Each line of the material must be returned exactly.

##########

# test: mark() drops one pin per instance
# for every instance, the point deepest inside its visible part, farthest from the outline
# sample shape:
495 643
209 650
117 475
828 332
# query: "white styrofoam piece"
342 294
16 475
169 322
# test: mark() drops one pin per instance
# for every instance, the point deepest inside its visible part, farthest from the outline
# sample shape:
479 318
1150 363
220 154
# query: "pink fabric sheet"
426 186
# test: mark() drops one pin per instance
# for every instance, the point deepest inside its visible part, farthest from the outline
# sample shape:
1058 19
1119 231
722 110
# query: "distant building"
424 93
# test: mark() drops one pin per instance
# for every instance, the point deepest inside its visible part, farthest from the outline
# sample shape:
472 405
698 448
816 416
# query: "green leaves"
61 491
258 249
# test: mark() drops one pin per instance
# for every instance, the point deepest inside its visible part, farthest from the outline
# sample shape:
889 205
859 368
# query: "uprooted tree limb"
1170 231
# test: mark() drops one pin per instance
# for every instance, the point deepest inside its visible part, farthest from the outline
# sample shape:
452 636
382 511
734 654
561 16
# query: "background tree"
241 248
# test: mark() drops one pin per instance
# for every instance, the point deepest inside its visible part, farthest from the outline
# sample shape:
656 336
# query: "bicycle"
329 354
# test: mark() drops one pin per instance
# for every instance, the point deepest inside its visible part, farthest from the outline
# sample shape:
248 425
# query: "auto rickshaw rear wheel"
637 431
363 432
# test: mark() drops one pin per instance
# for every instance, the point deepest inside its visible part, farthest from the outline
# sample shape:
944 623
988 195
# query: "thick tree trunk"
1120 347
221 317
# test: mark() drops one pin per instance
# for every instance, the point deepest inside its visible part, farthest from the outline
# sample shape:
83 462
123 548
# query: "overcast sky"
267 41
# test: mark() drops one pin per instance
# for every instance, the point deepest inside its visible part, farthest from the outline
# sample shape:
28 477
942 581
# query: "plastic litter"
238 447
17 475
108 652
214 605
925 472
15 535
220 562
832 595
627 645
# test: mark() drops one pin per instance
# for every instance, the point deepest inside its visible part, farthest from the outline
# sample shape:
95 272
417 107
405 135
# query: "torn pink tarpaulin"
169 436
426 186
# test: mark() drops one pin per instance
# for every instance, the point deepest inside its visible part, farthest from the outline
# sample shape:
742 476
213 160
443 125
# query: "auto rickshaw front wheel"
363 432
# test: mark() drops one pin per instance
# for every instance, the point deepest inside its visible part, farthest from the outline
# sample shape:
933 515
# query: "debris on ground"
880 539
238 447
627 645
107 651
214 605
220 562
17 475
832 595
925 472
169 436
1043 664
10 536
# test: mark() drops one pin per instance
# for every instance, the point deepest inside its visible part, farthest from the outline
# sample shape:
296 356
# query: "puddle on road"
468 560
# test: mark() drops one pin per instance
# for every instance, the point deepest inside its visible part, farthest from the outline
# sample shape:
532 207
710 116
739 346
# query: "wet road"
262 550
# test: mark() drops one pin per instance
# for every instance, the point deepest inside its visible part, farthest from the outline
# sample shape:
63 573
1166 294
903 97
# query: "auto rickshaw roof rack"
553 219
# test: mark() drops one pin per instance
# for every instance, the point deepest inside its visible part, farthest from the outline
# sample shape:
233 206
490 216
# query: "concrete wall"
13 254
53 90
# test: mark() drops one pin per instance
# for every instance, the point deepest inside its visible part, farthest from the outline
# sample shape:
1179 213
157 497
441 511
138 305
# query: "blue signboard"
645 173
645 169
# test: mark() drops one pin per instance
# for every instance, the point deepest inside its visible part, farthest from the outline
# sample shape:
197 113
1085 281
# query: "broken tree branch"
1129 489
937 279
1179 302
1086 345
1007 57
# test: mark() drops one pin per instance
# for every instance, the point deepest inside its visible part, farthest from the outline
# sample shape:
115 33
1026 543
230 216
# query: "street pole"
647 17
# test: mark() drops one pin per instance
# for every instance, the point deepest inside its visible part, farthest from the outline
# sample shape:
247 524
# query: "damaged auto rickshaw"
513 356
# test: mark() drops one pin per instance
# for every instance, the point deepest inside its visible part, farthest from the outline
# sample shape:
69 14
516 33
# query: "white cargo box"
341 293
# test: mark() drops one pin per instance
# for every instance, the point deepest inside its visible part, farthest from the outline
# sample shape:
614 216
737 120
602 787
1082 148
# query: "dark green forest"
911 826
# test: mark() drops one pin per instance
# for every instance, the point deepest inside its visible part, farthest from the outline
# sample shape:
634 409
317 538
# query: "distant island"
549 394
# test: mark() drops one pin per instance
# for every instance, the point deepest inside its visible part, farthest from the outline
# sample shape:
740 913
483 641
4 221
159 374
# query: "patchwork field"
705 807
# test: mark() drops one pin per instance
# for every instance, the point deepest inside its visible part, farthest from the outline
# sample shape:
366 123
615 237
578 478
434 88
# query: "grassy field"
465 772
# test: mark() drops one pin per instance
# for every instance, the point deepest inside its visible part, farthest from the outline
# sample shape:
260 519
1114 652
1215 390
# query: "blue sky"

##########

* **Correct output**:
# test: mark() drops one pin per instance
# for every instance, the point deepest inside its visible part, farthest from the outline
# sample shape:
495 643
209 650
117 475
828 332
# query: "white styrofoam piece"
342 294
16 475
169 322
# test: mark() drops one pin per instance
# for every instance, the point deepest inside its visible part, farthest from the outline
# sample shape:
479 318
1150 363
220 154
# query: "pink fabric sheet"
426 186
# test: mark() drops one pin per instance
# for every instance, the point deepest inside its visible part, farthest from the outline
# sample shape:
1058 19
1119 231
722 110
# query: "distant building"
424 93
# test: mark() drops one pin per instance
# for every instance, the point deepest inside its visible part, farthest from the outline
# sample shape:
472 405
698 448
816 416
# query: "green leaves"
61 491
258 249
# test: mark() drops one pin per instance
# for every instance, the point deepest inside its visible part, farthest from the outline
# sample shape:
889 205
859 368
# query: "uprooted tree limb"
1170 231
# test: mark() drops one pin per instance
# for every instance, the point deepest inside its visible part, farthest from the outline
# sample shape:
452 636
382 511
734 654
561 16
# query: "background tree"
241 248
# test: mark() drops one pin per instance
# for every instance, the point deepest inside its visible part, farthest from the outline
# sample shape:
656 336
# query: "bicycle"
329 354
# test: mark() drops one pin per instance
# for every instance, the point deepest inside its visible part, farthest from the outline
# sample shape:
248 425
# query: "auto rickshaw rear wheel"
637 431
363 432
# test: mark() drops one pin per instance
# for every instance, the point deepest inside its visible part, farthest from the outline
# sample shape:
944 623
988 195
# query: "thick tree trunk"
1120 347
221 317
# test: mark() drops one pin per instance
# for every instance, the point deepest inside its visible part, farthest from the outline
# sample shape:
83 462
123 548
# query: "overcast sky"
267 41
# test: mark() drops one pin per instance
# for every instance, the point deepest inside its visible part, farthest from the outline
# sample shape:
28 477
942 581
# query: "plastic litter"
238 447
17 475
108 652
214 605
925 472
15 535
220 562
832 595
627 645
# test: mark() drops one pin per instance
# for every instance, the point deepest inside its visible part, farthest from the outline
# sample shape:
95 272
417 107
405 135
# query: "torn pink tarpaulin"
169 436
426 186
# test: mark() drops one pin per instance
# for every instance, the point deepest inside its visible part, farthest from the outline
# sample shape:
742 476
213 160
443 125
# query: "auto rickshaw front wheel"
363 432
# test: mark() drops one pin per instance
# for every instance, the point deepest inside its visible part, farthest from the outline
# sample shape:
933 515
# query: "debris on ground"
880 539
238 447
627 645
107 651
214 605
220 562
17 475
832 595
925 472
169 436
1043 664
10 536
# test: mark() drops one pin per instance
# for every instance, the point deepest inside its visible part, farthest from the outline
# sample shape:
296 356
# query: "puddle on road"
468 560
# test: mark() drops one pin per instance
# for every instance, the point deepest inside its visible part, farthest from the outline
# sample shape:
532 207
710 116
739 346
# query: "wet road"
262 550
# test: mark() drops one pin per instance
# for every instance, the point deepest inside its visible part, farthest from the outline
# sample shape:
63 573
1166 294
903 97
# query: "auto rickshaw roof rack"
553 219
# test: mark() drops one pin per instance
# for every instance, the point deepest inside its visible part, farthest from the outline
# sample shape:
233 206
490 216
# query: "concrete wall"
13 254
53 90
# test: mark() drops one pin per instance
# for every instance, the point deepest inside its visible part, farthest from the outline
# sample shape:
1179 213
157 497
441 511
138 305
# query: "blue signboard"
645 173
645 169
# test: mark() drops one pin per instance
# for every instance, the point deepest inside its visible part, farthest from the outline
# sample shape:
197 113
1085 281
# query: "broken tree branch"
1129 489
937 279
1179 302
1086 345
1007 57
# test: mark() drops one pin per instance
# for every instance, the point deepest inside its visible part, farthest from the outline
# sample shape:
115 33
1026 543
230 216
# query: "street pole"
647 17
# test: mark() drops one pin per instance
# for every instance, the point deepest inside its visible part, farthest from the outline
# sample shape:
247 524
# query: "damaged auto rickshaw"
513 356
# test: mark() drops one pin per instance
# for every instance, the point deepest inside its visible part, farthest from the outline
# sample shape:
69 14
516 33
# query: "white cargo box"
341 293
# test: mark() drops one pin per instance
# for every instance, the point deepest inside its visible part, farthest from the outline
# sample shape:
614 216
737 120
602 787
1082 148
# query: "dark green forest"
911 826
# test: mark() drops one pin per instance
# for every instance, the point deepest inside its visible part, farthest from the outline
# sample shape:
634 409
317 538
# query: "distant island"
549 394
# test: mark() drops one pin per instance
# for every instance, the point deepest inside its visible part, farthest from the outline
# sample shape:
740 913
483 641
4 221
159 374
# query: "patchwork field"
705 807
# test: mark() drops one pin per instance
# for every instance, the point deepest inside its visible part, farthest from the outline
# sample shape:
366 123
615 237
578 478
434 88
# query: "grassy field"
465 772
# test: mark() drops one pin per instance
# for every instance, the point deepest inside its visible part, farthest from the outline
# sample shape:
260 519
1114 652
1215 390
# query: "blue sky"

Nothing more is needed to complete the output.